» Exercise objective:
Gather every line in the items below that contains the word "trousers", and list each of those lines in full.

» Records of labeled boxes:

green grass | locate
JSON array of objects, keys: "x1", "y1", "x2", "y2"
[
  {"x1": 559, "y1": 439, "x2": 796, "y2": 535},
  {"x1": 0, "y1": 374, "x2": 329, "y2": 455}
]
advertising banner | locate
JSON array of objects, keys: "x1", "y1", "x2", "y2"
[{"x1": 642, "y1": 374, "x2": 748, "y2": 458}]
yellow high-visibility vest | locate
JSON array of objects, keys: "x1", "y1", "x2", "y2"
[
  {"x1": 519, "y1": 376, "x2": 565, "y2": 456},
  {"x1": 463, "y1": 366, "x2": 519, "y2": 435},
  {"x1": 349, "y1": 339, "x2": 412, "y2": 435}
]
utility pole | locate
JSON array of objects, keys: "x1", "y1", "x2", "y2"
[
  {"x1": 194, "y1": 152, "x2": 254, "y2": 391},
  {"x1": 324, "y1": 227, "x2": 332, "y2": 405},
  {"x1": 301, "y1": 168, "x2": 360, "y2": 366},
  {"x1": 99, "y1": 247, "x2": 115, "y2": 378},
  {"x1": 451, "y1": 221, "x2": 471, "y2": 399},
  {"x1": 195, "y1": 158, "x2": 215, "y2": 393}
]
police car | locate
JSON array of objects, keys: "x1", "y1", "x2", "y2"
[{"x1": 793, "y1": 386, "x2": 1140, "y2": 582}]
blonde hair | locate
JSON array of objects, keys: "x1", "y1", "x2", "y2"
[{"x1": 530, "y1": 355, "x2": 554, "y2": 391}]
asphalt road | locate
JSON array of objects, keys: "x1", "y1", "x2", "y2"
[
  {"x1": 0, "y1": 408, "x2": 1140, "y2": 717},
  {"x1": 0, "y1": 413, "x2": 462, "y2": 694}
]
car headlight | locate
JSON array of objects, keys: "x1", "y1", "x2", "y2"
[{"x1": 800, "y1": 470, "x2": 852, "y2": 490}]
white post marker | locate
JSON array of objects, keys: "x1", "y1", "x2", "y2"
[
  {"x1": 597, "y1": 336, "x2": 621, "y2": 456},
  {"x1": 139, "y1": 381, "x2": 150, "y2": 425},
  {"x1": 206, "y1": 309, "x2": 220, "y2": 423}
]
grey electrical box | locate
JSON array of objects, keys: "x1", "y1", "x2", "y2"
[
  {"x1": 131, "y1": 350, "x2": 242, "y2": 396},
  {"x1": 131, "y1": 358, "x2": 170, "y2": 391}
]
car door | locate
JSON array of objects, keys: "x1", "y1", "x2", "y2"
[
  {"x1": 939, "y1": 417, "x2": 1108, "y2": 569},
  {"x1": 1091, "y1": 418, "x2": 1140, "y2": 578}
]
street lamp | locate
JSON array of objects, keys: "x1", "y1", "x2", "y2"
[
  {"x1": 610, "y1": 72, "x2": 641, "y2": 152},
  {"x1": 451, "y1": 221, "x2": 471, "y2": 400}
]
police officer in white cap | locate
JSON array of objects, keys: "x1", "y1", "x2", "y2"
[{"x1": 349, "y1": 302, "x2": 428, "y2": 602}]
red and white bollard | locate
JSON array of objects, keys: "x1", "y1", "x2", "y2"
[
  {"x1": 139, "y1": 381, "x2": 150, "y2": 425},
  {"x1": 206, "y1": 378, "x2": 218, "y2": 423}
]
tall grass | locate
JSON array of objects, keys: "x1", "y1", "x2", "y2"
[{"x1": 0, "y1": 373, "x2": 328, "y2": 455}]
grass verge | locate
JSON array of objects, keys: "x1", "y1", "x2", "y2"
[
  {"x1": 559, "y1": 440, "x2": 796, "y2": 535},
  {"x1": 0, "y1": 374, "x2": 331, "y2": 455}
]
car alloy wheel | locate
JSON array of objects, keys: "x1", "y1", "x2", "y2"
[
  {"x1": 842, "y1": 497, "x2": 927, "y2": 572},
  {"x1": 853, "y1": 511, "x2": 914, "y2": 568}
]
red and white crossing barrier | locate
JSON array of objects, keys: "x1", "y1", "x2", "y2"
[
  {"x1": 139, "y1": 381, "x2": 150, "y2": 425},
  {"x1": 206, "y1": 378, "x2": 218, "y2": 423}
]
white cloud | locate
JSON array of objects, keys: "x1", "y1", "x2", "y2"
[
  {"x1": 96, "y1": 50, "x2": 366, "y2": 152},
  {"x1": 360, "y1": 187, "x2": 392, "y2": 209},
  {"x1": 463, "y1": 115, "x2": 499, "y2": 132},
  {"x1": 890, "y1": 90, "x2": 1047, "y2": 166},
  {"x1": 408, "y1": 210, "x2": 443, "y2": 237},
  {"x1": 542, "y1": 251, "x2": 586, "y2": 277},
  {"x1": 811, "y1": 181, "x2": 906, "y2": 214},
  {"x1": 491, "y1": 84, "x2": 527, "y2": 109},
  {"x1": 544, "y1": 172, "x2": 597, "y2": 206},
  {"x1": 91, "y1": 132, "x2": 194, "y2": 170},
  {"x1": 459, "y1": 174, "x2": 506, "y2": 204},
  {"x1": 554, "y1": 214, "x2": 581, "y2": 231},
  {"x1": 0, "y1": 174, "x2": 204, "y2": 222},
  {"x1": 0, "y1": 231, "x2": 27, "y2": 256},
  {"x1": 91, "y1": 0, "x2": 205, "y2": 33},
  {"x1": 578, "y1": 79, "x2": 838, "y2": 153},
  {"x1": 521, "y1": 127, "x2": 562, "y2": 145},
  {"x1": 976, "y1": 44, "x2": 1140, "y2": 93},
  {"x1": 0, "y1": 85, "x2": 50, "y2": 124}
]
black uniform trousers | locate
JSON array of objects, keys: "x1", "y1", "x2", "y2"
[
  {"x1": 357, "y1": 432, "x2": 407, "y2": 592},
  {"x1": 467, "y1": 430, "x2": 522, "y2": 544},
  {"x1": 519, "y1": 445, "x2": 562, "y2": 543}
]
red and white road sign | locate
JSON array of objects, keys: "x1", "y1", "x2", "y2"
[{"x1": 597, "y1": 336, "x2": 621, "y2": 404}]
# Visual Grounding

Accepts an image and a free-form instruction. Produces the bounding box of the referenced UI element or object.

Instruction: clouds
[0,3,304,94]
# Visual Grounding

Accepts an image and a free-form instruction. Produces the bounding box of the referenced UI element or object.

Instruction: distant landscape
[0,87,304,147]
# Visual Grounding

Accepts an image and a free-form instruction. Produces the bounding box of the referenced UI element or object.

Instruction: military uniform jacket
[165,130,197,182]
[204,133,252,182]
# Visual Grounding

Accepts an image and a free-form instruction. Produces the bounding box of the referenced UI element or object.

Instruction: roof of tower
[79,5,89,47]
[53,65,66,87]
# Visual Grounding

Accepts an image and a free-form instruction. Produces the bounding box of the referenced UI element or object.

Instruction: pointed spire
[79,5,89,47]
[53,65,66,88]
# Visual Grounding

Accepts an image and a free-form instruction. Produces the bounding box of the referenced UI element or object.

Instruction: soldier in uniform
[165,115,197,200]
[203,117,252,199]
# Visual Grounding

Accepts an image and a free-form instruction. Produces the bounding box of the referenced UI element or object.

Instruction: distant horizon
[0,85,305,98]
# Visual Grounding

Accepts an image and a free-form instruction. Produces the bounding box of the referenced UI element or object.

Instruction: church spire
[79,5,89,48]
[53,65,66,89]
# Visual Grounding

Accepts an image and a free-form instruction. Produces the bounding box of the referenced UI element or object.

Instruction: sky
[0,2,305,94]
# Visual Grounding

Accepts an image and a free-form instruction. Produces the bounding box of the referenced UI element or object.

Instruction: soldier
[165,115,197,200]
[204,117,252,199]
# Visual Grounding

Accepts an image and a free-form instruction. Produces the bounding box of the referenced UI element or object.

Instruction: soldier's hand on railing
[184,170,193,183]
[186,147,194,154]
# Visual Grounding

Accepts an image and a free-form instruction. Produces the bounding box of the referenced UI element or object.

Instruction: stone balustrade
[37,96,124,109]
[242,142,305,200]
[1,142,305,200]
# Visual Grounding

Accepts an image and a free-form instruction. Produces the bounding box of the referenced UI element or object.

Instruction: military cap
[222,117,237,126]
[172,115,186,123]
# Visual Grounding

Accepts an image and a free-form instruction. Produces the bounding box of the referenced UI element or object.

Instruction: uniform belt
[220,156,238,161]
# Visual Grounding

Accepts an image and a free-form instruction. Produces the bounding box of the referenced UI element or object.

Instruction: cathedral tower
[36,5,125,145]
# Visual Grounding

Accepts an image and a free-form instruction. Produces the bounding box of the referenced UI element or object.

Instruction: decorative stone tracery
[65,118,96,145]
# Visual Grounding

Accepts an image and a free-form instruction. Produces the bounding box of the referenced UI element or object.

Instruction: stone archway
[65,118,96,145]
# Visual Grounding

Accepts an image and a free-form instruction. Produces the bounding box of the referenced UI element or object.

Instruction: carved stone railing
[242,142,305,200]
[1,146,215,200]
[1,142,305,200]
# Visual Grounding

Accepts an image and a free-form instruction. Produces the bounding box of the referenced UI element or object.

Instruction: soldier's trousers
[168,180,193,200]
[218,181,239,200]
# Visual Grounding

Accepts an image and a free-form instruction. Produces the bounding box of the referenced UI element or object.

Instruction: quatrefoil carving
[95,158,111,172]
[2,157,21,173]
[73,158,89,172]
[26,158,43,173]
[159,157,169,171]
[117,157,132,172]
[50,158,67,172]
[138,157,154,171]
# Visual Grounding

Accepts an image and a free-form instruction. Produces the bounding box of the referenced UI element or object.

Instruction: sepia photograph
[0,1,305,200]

» Finished task:
black uniform trousers | locate
Instruction: soldier's trousers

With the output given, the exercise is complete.